Output the records. Match them exactly.
----- Data section -----
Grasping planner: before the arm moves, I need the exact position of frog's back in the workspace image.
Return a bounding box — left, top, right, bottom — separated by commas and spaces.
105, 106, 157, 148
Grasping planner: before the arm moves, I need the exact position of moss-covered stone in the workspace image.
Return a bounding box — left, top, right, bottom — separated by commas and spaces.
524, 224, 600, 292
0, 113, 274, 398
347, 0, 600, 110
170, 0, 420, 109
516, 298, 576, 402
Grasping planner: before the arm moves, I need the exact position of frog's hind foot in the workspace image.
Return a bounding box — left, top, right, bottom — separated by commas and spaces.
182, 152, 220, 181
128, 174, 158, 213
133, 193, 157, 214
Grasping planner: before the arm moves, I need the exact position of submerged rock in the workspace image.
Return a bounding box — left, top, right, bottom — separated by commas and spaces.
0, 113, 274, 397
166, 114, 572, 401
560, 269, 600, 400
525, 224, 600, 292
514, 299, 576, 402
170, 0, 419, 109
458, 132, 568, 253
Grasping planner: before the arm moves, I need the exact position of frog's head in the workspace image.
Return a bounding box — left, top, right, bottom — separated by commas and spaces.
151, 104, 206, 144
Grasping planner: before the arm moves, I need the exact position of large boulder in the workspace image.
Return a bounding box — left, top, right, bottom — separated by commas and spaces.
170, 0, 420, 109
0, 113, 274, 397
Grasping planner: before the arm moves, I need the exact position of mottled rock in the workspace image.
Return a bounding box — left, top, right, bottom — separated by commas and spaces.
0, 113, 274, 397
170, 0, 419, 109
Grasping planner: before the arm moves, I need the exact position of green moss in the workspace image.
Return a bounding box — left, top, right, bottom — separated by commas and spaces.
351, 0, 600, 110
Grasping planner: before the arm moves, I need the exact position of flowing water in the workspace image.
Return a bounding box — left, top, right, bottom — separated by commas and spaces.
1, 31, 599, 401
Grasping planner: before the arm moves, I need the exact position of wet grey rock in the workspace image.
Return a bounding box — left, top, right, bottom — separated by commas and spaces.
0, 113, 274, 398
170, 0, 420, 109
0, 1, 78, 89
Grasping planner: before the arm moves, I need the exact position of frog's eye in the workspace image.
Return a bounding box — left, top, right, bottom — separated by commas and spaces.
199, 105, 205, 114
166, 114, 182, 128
-----
▶ **Output**
Grasping planner: before the arm moves, I need the exact position of frog's back in the workspace image.
Return a bounding box — left, top, right, bottom — separated by commas and spaces.
105, 106, 157, 148
Grasping planner: before the arm moves, I need the exact position of moss-covered stone in the workspace image.
Return a bounding box — left, top, right, bottom — separated by commas and spaces.
524, 224, 600, 292
0, 113, 274, 398
347, 0, 600, 110
170, 0, 420, 109
516, 298, 576, 402
Grasping planner: before the arm moves, I need the exact position of frog's hind foot in the workspace image.
Return a bounding box — left, top, right, bottom — separated by commas and spaces.
182, 152, 220, 181
128, 174, 158, 213
133, 193, 157, 214
Grasping planner: before the arm moves, I need the exact position of submerged rock in the workspace image.
Return a bounding box — left, top, right, bottom — separated by commas and spaces.
0, 113, 274, 397
166, 114, 572, 401
560, 269, 600, 400
525, 224, 600, 292
514, 299, 576, 402
170, 0, 419, 109
458, 132, 568, 253
Grasping planner: before the arm moves, I need the exact position of frog's head in the workspace image.
Return a bounding box — left, top, right, bottom — separated by commas and spaces.
151, 104, 206, 144
Grasping planner: before the arm moves, I need the exact position of large boulder in the workspace image.
Return a bounding box — left, top, right, bottom — separated by commas and spaces.
170, 0, 420, 109
0, 113, 274, 397
Grasping planner: before the arm moves, I need the exact position of mottled rock in the workspace image.
Return a bounding box — left, top, right, bottom — separated by commas and spaces.
0, 113, 274, 397
170, 0, 419, 109
Grasping planner: before the arm moves, I need the exact position of green moss in the workspace image.
Return a bounding box — left, top, right, bottom — separated by commas and spaces.
351, 0, 600, 110
Grasping planner: before the arm moves, I need the exact position of flowing water in the workspace image.
Return a bounding box — left, top, right, bottom — separated by commas and spaces.
1, 31, 599, 401
Grasping planner: before the arm moves, I need the exact position of wet grey rock in the workspace image.
Return a bounding box — left, top, right, bottom — separated by commas and spaces.
0, 113, 274, 398
170, 0, 420, 109
0, 1, 78, 89
Grasping planner: before the arm moves, I need the exact position of frog's eye in the workspace image.
Return a bounding box — left, top, right, bottom — separated by commas and spaces.
199, 105, 205, 114
166, 114, 182, 128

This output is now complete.